*** PAGE EXTRACT ***

A diagnostic patch that no-ops Transaction::watchDmaBuf in KWin 6.6.4. Test fixture, not the upstream-bound shape.

Background

KWin's Transaction::watchDmaBuf (src/wayland/transaction.cpp:265) calls DMA_BUF_IOCTL_EXPORT_SYNC_FILE on every plane of every imported dmabuf and parks the transaction on a QSocketNotifier(POLLIN) waiting for the resulting sync_file fd to become readable.

For V4L2-produced dmabufs (hantro / rockchip-rga and any other vb2 driver), that fence either:

  • Stub-signals immediately, because vb2 doesn't populate dma_resv exclusive fences (see kernel layer in the top-level README) and dma_buf_export_sync_file substitutes dma_fence_get_stub(). Pure latency cost: a synchronous ioctl + socket-notifier setup per frame, for a fence that signals in microseconds and represents nothing real.
  • Signals very late or not at all, on edge cases that we hit during the chromium-fourier validation campaign. KWin's transaction parks indefinitely; the previous wl_buffer never gets released to the client; the client's V4L2 capture pool starves; hard stall.

Patches

This directory carries two patches — the PKGBUILD applies only 0001 for now (validated on ohm), while 0002 is the upstream-bound shape staged here for later validation and submission.

0001-transaction-bypass-watchDmaBuf-fence-wait.patch (currently shipped)

No-ops Transaction::watchDmaBuf entirely. Every transaction commits without waiting on implicit-sync fences for the dmabufs it imports. Test fixture, validated end-to-end on ohm: the patch unblocks chromium-fourier 1080p30 H.264 playback under KDE Plasma 6.6.4 Wayland on RK3566 + panfrost + mainline 6.19.

0002-transaction-poll-dmabuf-fd-directly-upstream-shape.patch (unvalidated, upstream-bound)

*** End of PAGE EXTRACT ***

- _WORK INSTRUCTIONS_
- 1) Transcribe the part of the KWin patch notes running from "This directory carries" through "panfrost + mainline 6.19.".
- 2) Translate this sentence from the KWin patch notes into Spanish: "Every transaction commits without waiting on implicit-sync fences for the dmabufs it imports."
- 3) Turn the paragraph of the KWin patch notes that begins "No-ops Transaction::watchDmaBuf entirely" into a short bulleted list that keeps its main facts.

*** EXTRACTED ENTRIES ***

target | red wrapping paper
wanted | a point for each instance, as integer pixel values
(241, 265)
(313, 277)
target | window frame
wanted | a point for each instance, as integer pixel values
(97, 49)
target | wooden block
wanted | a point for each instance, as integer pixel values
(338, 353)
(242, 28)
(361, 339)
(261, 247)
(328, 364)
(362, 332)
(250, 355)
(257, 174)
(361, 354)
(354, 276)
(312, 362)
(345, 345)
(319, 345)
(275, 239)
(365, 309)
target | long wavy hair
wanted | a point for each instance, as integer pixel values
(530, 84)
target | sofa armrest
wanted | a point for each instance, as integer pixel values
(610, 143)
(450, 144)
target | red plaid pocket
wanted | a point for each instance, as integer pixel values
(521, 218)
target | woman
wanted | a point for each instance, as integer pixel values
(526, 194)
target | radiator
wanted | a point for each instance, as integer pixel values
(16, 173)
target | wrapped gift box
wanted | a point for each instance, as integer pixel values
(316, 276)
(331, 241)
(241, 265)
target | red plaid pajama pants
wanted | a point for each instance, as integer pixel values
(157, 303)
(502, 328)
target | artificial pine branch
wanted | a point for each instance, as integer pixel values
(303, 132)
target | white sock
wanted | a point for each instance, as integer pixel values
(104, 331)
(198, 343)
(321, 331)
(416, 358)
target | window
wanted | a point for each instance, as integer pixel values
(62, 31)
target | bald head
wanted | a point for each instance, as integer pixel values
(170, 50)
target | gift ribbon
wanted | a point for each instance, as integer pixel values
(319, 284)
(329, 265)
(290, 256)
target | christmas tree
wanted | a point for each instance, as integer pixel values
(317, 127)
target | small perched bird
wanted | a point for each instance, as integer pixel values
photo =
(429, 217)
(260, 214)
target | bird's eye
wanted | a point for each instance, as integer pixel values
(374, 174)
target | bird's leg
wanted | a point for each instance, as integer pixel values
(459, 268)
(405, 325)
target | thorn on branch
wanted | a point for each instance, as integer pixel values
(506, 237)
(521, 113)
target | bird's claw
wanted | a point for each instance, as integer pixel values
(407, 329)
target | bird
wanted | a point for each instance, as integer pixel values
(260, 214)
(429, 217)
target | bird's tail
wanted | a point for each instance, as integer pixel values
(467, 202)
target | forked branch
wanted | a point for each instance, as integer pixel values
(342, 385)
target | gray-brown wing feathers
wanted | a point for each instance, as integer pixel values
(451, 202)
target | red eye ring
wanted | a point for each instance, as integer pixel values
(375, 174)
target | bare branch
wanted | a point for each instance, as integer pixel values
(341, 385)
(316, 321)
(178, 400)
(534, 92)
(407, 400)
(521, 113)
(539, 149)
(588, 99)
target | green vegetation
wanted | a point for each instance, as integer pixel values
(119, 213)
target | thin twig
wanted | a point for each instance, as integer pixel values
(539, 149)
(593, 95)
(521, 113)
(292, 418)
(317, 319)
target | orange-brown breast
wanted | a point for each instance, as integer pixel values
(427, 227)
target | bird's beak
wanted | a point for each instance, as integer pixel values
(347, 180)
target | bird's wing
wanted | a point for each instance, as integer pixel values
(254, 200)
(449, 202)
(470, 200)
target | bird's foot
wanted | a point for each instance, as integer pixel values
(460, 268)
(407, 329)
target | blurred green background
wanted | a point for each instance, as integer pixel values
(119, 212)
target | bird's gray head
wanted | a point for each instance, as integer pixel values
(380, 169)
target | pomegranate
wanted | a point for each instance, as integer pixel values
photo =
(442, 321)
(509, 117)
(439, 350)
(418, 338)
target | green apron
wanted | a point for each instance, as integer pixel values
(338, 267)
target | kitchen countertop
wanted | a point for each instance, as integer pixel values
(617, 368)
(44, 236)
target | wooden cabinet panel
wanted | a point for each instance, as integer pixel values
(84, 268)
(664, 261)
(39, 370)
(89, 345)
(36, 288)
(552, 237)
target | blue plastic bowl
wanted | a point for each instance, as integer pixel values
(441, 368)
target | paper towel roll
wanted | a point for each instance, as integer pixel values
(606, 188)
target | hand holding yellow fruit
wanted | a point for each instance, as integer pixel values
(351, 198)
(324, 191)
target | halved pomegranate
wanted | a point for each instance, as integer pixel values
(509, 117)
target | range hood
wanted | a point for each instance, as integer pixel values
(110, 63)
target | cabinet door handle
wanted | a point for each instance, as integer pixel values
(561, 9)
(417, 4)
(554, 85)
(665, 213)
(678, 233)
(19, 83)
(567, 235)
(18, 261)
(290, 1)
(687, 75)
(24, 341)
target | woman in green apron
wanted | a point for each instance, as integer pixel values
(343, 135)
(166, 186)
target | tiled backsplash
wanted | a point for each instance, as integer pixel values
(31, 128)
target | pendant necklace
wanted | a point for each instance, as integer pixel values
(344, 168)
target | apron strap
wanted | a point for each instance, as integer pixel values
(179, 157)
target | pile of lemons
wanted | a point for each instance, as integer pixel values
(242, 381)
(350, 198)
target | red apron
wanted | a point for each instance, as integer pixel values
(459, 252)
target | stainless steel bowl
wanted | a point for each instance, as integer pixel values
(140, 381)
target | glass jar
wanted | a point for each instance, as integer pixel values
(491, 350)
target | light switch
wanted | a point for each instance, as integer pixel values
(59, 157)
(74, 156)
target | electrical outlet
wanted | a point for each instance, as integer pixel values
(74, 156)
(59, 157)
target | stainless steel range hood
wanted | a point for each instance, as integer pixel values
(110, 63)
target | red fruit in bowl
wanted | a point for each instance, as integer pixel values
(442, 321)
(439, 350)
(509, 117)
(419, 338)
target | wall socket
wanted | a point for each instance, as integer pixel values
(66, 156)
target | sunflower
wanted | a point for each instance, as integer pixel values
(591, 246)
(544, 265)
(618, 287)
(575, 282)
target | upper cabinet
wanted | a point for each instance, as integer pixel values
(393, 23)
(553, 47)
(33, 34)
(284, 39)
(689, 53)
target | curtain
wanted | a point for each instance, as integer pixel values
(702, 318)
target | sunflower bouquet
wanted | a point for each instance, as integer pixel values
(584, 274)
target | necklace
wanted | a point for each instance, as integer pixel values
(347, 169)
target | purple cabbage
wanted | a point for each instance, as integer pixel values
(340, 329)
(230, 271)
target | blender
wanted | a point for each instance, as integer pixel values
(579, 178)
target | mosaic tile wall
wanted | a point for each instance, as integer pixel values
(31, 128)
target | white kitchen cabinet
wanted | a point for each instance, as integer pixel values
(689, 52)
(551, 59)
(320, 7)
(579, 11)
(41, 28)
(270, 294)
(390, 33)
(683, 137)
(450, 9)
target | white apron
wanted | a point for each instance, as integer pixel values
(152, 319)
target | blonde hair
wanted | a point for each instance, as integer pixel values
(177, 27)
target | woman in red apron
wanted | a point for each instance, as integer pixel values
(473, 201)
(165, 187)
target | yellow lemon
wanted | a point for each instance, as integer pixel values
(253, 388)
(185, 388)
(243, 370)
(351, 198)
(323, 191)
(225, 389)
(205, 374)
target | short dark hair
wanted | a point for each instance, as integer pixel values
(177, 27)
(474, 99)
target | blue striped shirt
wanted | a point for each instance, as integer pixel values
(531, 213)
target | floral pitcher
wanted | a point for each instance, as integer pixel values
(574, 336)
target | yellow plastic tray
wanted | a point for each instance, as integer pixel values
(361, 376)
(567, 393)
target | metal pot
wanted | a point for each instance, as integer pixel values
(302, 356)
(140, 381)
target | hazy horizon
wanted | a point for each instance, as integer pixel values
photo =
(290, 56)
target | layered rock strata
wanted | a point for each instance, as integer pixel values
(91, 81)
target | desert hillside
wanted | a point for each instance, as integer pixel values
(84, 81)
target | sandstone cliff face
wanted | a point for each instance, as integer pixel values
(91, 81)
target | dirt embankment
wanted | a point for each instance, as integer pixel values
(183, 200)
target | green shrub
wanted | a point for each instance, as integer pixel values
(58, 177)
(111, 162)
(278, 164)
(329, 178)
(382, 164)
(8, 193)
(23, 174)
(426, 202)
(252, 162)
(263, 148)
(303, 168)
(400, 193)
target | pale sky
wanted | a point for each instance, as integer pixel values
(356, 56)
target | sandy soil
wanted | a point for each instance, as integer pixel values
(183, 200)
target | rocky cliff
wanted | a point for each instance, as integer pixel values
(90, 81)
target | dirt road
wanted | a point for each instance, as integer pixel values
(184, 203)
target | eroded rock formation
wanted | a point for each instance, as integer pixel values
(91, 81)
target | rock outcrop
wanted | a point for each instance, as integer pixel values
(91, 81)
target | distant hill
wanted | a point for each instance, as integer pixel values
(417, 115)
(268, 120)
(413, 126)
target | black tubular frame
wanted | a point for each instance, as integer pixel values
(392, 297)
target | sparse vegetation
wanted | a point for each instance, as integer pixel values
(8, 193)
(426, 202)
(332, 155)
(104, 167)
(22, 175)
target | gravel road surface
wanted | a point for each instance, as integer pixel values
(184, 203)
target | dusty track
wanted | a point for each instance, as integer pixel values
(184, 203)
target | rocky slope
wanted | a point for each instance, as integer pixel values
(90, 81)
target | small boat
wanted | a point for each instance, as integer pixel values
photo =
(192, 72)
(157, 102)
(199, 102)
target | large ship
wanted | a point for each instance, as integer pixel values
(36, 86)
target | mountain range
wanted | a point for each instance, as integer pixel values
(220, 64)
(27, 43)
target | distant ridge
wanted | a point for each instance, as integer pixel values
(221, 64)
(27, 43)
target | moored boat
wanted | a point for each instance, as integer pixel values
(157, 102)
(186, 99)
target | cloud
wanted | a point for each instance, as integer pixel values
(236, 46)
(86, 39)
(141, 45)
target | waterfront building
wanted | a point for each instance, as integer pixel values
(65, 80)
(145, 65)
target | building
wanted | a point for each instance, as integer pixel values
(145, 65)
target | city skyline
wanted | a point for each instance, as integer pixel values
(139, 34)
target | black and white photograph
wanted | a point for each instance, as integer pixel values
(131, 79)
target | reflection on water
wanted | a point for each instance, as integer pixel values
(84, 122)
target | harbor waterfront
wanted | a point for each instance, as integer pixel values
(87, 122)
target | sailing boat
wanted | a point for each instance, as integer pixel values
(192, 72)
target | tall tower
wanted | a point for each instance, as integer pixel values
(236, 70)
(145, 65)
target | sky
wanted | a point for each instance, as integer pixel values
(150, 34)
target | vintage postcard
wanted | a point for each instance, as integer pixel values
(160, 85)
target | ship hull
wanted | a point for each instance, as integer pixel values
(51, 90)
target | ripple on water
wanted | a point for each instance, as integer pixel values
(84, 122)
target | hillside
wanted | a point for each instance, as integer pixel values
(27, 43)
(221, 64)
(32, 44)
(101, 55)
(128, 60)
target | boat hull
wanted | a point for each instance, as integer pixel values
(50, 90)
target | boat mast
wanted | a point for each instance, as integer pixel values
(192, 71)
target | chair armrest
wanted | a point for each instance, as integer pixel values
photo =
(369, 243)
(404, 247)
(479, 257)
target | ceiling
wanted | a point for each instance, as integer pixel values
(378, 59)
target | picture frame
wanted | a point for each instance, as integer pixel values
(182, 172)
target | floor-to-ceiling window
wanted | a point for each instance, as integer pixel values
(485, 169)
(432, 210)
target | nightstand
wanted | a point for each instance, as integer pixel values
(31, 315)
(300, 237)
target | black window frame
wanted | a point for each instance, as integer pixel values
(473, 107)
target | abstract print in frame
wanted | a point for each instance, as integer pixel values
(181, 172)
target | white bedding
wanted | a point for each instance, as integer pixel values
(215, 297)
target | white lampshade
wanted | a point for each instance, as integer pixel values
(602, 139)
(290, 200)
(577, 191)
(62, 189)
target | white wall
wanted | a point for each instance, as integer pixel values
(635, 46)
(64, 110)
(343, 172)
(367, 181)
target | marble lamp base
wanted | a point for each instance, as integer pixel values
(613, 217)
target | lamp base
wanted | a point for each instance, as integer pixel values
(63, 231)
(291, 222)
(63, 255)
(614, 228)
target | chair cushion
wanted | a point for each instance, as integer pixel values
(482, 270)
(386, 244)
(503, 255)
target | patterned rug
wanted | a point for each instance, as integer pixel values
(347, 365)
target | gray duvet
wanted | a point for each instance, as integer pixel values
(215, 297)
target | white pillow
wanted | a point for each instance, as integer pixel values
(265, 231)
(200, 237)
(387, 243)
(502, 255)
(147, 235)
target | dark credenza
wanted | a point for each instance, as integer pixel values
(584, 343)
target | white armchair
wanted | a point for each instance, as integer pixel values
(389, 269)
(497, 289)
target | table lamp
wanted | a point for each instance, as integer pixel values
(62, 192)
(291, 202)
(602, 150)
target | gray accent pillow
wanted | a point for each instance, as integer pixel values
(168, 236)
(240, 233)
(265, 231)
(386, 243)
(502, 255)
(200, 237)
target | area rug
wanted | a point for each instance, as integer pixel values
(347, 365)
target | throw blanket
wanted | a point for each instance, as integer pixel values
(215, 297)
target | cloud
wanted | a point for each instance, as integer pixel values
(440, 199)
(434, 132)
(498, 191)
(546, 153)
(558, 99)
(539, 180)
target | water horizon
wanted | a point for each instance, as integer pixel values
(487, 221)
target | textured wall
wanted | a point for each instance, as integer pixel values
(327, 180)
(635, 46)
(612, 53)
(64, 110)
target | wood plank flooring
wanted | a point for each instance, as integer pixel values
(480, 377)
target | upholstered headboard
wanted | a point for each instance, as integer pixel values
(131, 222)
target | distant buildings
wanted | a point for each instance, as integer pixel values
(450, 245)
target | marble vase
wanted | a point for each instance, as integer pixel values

*** End of EXTRACTED ENTRIES ***

- _RESPONSES BY TASK_
- 1)
This directory carries two patches — the PKGBUILD applies only 0001 for now (validated on ohm), while 0002 is the upstream-bound shape staged here for later validation and submission.

0001-transaction-bypass-watchDmaBuf-fence-wait.patch (currently shipped)

No-ops Transaction::watchDmaBuf entirely. Every transaction commits without waiting on implicit-sync fences for the dmabufs it imports. Test fixture, validated end-to-end on ohm: the patch unblocks chromium-fourier 1080p30 H.264 playback under KDE Plasma 6.6.4 Wayland on RK3566 + panfrost + mainline 6.19.

- 2) Cada transacción se confirma sin esperar a las barreras de sincronización implícita de los dmabufs que importa.

- 3)
- Makes Transaction::watchDmaBuf do nothing at all.
- Every transaction commits without waiting on implicit-sync fences for the dmabufs it imports.
- It is a test fixture, validated end-to-end on ohm.
- It unblocks chromium-fourier 1080p30 H.264 playback under KDE Plasma 6.6.4 Wayland on RK3566 + panfrost + mainline 6.19.